(Object pointing dataset rows)

________________

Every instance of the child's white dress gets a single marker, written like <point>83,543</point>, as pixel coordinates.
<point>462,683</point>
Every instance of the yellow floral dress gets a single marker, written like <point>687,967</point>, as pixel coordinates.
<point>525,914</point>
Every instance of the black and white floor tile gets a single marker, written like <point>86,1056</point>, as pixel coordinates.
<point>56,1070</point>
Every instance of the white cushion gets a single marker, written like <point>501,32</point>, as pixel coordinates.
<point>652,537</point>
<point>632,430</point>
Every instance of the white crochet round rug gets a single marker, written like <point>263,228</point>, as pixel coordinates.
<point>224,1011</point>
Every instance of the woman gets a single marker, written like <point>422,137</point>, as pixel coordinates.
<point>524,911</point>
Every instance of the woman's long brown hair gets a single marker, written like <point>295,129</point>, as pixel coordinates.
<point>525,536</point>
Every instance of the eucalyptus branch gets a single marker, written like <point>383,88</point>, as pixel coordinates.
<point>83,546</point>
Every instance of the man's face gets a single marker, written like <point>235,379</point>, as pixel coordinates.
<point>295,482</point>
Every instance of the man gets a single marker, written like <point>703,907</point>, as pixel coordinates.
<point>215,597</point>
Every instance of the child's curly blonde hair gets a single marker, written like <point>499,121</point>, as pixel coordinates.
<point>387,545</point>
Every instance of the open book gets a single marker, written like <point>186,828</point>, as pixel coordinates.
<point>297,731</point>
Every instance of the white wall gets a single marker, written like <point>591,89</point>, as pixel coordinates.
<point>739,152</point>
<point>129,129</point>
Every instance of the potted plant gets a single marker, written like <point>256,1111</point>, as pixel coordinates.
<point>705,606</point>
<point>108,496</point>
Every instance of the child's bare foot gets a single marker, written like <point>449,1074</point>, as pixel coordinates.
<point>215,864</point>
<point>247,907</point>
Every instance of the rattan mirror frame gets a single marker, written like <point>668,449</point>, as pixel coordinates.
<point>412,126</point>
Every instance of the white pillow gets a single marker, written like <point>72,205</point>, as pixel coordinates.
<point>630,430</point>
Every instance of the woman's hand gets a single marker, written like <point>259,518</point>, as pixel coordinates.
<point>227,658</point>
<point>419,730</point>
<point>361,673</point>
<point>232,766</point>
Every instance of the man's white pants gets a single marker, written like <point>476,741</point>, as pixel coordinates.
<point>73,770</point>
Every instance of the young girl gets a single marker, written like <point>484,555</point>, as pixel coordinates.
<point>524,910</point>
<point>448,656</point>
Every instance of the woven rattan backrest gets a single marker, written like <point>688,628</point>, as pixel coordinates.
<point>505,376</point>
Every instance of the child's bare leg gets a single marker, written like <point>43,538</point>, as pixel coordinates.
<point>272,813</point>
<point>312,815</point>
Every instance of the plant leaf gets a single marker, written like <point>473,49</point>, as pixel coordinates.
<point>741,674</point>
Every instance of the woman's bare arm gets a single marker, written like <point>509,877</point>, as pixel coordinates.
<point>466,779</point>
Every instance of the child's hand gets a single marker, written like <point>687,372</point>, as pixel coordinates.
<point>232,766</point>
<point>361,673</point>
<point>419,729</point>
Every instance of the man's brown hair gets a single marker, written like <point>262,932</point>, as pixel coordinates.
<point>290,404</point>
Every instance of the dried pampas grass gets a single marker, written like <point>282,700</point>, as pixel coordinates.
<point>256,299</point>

________________

YOUR TASK: Retype all of the rows above without changing a single character.

EXPECTED ANSWER:
Every instance of the child's white dress gets a single marker, written like <point>83,543</point>, as pixel coordinates.
<point>462,683</point>
Every instance of the yellow floral dress gets a single marker, written like <point>687,967</point>, as pixel coordinates.
<point>525,914</point>
Every instance of the black and white floor tile gets a single marker, written like <point>86,1056</point>, as pixel coordinates.
<point>56,1070</point>
Every instance of the white cushion gets a single marker, written like <point>501,32</point>, as pixel coordinates.
<point>652,537</point>
<point>632,430</point>
Every instance of the white crochet round rug gets a single marker, written like <point>263,228</point>, as pixel coordinates.
<point>224,1011</point>
Every instance of the woman gets a single marker, written like <point>422,137</point>, as pixel coordinates.
<point>524,911</point>
Every instance of the woman's long brown hair gets a single marker, written like <point>295,129</point>, as pixel coordinates.
<point>525,536</point>
Every instance of the eucalyptus branch gets a single marker, written like <point>383,88</point>, as pixel coordinates.
<point>83,546</point>
Every instance of the man's face gets a single marker, written like <point>235,379</point>, as pixel coordinates.
<point>295,482</point>
Every instance of the man gets a single marker, written like <point>703,907</point>, as pixel coordinates.
<point>215,597</point>
Every instance of the child's curly blonde hair gets a single marker, written like <point>499,121</point>, as pixel coordinates.
<point>387,545</point>
Every instance of the open book gets a single marker, written like <point>186,828</point>, as pixel coordinates.
<point>297,731</point>
Every instance of the white wall gets a single marker, written like <point>591,89</point>, as pixel coordinates.
<point>739,152</point>
<point>129,129</point>
Every instance of the potted plant gets a single marker, written like <point>256,1111</point>, as pixel coordinates.
<point>705,606</point>
<point>108,496</point>
Every instance of the child's bare foot gets a single marker, written like <point>449,1074</point>, as pixel coordinates.
<point>215,864</point>
<point>247,907</point>
Every instance of the rattan mirror frame gets a single marker, written like <point>668,449</point>, as pixel coordinates.
<point>412,126</point>
Every instance of the white pillow gets a single marker, written like <point>72,205</point>, as pixel coordinates.
<point>630,430</point>
Every instance of the woman's hand gets a single marker, written like <point>259,518</point>, as pixel coordinates.
<point>227,658</point>
<point>419,730</point>
<point>361,673</point>
<point>232,766</point>
Every instance of the man's white pants gets a single marker, written like <point>476,741</point>, as pixel coordinates.
<point>73,770</point>
Every instance of the young girl gets a single marker, written like <point>484,555</point>, as pixel coordinates.
<point>524,910</point>
<point>448,656</point>
Every instance of the woven rattan backrest gets a single marker, written like <point>688,628</point>, as pixel coordinates.
<point>505,376</point>
Every instance of the child's bare leg gets a single marker, written like <point>43,538</point>, as pixel coordinates.
<point>272,813</point>
<point>312,815</point>
Every instance of the plant leaf gets a single marker, written like <point>473,49</point>, as pixel coordinates.
<point>741,674</point>
Every instance of the woman's bare arm gets a single marker, written like <point>509,877</point>, as pixel coordinates.
<point>466,779</point>
Every instance of the child's hand gets a single marker, written like <point>687,372</point>, as pixel coordinates.
<point>232,766</point>
<point>361,673</point>
<point>419,729</point>
Every instance of the man's brown hair gets a single marker, written like <point>262,932</point>, as pixel coordinates.
<point>290,404</point>
Every instance of the dried pampas grass gets a single marker, written like <point>282,700</point>, as pixel coordinates.
<point>256,299</point>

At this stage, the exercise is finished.